• _Work request_
Please retype all the data below exactly, line for line.

::: Excerpted data :::

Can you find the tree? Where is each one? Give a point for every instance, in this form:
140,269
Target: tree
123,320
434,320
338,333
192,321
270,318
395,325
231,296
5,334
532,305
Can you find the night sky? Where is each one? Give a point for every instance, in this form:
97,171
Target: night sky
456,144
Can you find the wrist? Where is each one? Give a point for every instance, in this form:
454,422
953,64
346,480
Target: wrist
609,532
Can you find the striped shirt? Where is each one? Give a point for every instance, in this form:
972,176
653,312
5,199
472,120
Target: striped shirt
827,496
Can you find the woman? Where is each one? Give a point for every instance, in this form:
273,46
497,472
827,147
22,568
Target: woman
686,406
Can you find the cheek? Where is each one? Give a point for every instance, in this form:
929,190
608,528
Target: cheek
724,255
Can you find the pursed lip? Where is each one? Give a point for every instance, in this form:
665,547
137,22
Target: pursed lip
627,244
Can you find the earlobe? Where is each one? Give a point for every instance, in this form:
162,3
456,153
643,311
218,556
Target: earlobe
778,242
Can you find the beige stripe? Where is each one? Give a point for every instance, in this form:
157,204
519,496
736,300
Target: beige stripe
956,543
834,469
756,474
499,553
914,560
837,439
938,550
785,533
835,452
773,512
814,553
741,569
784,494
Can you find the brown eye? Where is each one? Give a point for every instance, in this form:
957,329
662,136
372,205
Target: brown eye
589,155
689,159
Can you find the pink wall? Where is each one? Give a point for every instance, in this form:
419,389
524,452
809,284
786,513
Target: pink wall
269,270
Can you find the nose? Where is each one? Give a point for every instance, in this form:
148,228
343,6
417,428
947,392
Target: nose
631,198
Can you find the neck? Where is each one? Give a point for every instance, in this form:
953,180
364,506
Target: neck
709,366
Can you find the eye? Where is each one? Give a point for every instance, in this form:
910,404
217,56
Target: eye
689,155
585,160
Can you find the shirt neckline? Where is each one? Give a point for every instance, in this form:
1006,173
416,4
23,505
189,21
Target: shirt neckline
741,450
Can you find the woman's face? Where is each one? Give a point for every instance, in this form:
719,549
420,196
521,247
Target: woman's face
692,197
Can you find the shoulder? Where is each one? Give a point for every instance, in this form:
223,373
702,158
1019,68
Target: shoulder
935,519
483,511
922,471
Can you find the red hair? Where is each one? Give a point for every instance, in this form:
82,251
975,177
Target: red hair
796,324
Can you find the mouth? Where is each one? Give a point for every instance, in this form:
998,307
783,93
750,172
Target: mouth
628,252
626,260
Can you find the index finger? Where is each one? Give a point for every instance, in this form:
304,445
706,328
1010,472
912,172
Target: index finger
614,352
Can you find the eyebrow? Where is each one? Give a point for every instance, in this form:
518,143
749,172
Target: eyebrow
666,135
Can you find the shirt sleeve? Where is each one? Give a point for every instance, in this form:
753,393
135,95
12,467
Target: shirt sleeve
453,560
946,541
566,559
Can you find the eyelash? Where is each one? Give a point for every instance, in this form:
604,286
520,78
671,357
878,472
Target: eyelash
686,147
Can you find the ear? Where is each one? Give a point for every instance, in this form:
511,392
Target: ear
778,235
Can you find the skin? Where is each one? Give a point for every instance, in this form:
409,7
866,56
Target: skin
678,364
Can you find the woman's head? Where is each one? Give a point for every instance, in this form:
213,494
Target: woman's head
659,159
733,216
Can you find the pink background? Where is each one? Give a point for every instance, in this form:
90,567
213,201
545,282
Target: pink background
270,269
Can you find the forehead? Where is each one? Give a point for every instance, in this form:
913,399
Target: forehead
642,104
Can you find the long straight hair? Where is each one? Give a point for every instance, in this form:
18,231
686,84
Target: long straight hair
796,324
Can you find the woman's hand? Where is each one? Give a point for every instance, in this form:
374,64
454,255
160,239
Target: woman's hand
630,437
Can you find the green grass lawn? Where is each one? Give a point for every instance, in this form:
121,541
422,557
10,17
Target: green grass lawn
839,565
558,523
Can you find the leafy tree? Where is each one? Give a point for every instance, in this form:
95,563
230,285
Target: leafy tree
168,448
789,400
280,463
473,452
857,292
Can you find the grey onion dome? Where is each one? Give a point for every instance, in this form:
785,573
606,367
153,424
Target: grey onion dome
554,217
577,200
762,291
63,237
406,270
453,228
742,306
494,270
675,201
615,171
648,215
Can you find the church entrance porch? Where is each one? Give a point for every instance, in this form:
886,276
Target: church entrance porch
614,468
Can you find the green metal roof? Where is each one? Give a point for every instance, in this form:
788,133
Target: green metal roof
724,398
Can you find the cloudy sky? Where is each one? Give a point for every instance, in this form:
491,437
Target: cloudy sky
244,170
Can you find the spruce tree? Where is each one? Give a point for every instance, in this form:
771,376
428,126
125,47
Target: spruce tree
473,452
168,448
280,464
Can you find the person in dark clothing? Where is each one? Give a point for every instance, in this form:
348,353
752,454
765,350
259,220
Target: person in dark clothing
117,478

:::

• _Exercise answer_
Can you find the tree? Where is each one? Give a point for every instance, in this form:
140,269
Target: tree
123,320
434,320
338,333
192,321
270,318
395,325
231,296
5,334
532,305
Can you find the night sky? Where is each one? Give a point for every instance, in this form:
97,171
Target: night sky
456,144
Can you find the wrist? Where is each one? Give a point for every instance, in this form:
454,422
953,64
346,480
Target: wrist
609,532
Can you find the striped shirt? Where is each one? Give a point for every instance, in this form:
972,176
653,312
5,199
472,120
Target: striped shirt
827,496
Can you find the woman? Where is each one? Give a point for every instance, in this form:
273,46
497,472
827,147
22,568
Target: woman
686,406
Can you find the cheek? Where is each one? Give a point for every instance, in this form:
929,190
608,528
Target: cheek
724,255
Can you find the pursed lip? Where is each one? Give a point for every instance, in this form:
665,547
137,22
Target: pursed lip
627,244
Can you find the earlobe? Where is each one? Give a point for every instance, in this form:
162,3
456,153
643,311
218,556
Target: earlobe
778,242
Can you find the beige stripe? Where is each one? Give a point for every instance, in this form:
157,204
519,496
736,300
Target: beige stripe
956,543
834,469
756,474
499,553
914,560
837,439
938,550
785,533
835,452
773,512
814,553
741,569
784,494
Can you find the brown eye? Where is each one? Give a point for every instance, in this form:
957,329
662,136
372,205
Target: brown eye
589,155
689,159
Can you find the pink wall? Where is each one? Give a point for every instance, in this form:
419,389
524,452
809,284
786,513
Target: pink wall
269,270
Can you find the nose? Where is each one? Give a point for every instance, in this form:
148,228
343,6
417,428
947,392
Target: nose
631,198
Can you find the neck? Where is each one? Give a point for every instance, in this form:
953,180
364,506
Target: neck
709,366
Can you find the eye? Where is each one? Give a point for every instance, in this form:
910,404
217,56
Target: eye
689,155
585,160
Can you find the shirt neckline? Where is each one? Give a point for every instance, in this form:
1006,173
416,4
23,505
189,21
Target: shirt neckline
741,450
Can you find the woman's face? Where is each one? Give a point for every instance, in this form:
719,549
420,196
521,247
Target: woman's face
692,197
Can you find the shoulder? Where is each one? Give a point for every instance, in this form:
223,373
702,158
1019,68
Target: shoulder
935,519
483,511
922,471
Can you find the red hair? Where is each one? Give a point for every instance, in this form:
82,251
975,177
Target: red hair
796,324
Can you find the mouth? Where is each one? Give a point for every instance, in this form:
998,307
783,93
750,172
Target: mouth
628,252
626,260
Can you find the index finger? Where is each one? Give a point for every instance, in this form:
304,445
706,328
1010,472
912,172
Target: index finger
614,352
Can you find the eyebrow? Where is each one? Give a point for every instance, in this form:
518,143
749,172
Target: eyebrow
666,135
Can you find the shirt sleeve? Where is each one? Give a point for every instance, in this form:
753,393
135,95
12,467
Target: shirt sleeve
453,560
946,541
566,559
Can you find the eyelash? Where is each one? Give a point for every instance, in this form:
604,286
520,78
671,357
878,472
Target: eyelash
686,147
Can you find the ear? Where is each one? Give a point for every instance, in this form:
511,392
Target: ear
778,235
Can you find the skin? Where is each one? Give a point for every instance, in this form:
409,7
866,56
Target: skin
678,364
Can you find the woman's head? Where is each one? Give a point for every instance, in this form:
213,494
Target: woman's head
659,159
733,216
Can you find the pink background? Where is each one? Give a point for every instance, in this form:
90,567
213,201
545,282
Target: pink background
270,269
Can you find the forehead? Where is each one? Give a point for every instance, in this form:
913,399
Target: forehead
642,104
Can you find the long straight hair? Where is each one? Give a point for every instance, in this form:
18,231
686,84
Target: long straight hair
796,324
Can you find the woman's hand? Where is each one? Give a point for every instance, in this form:
374,64
454,255
160,239
Target: woman's hand
630,437
Can you find the green grass lawn? Where is each one? Give a point for every instance, in this form:
121,541
422,557
10,17
Target: green grass lawn
839,565
558,523
Can you find the leafy tree? Where is each one? Give a point for every instance, in this form:
95,563
230,285
Target: leafy tree
168,448
789,400
280,463
473,452
857,292
Can you find the grey onion dome? Where is each one? Give a point for every instance, in this form:
785,573
606,367
153,424
Target: grey onion dome
554,217
577,200
762,291
63,237
406,270
453,228
742,306
494,270
675,201
615,171
648,215
Can you find the church entrance porch? Where is each one? Give a point for every instance, in this form:
886,276
Target: church entrance porch
614,468
Can you find the green metal roof? Where is each one? Give a point for every instance, in this form:
788,133
Target: green metal roof
724,398
Can you find the cloudy sky? Where is each one? Give a point for every instance, in this form:
491,437
Target: cloudy sky
244,170
Can you find the spruce tree? Where is each one? Give a point for every instance, in this form:
771,376
428,126
125,47
Target: spruce tree
473,452
168,448
280,464
Can you find the person in dark clothing? Where is each one? Give a point for every instance, in this form:
348,353
752,454
765,350
259,220
Target: person in dark clothing
117,478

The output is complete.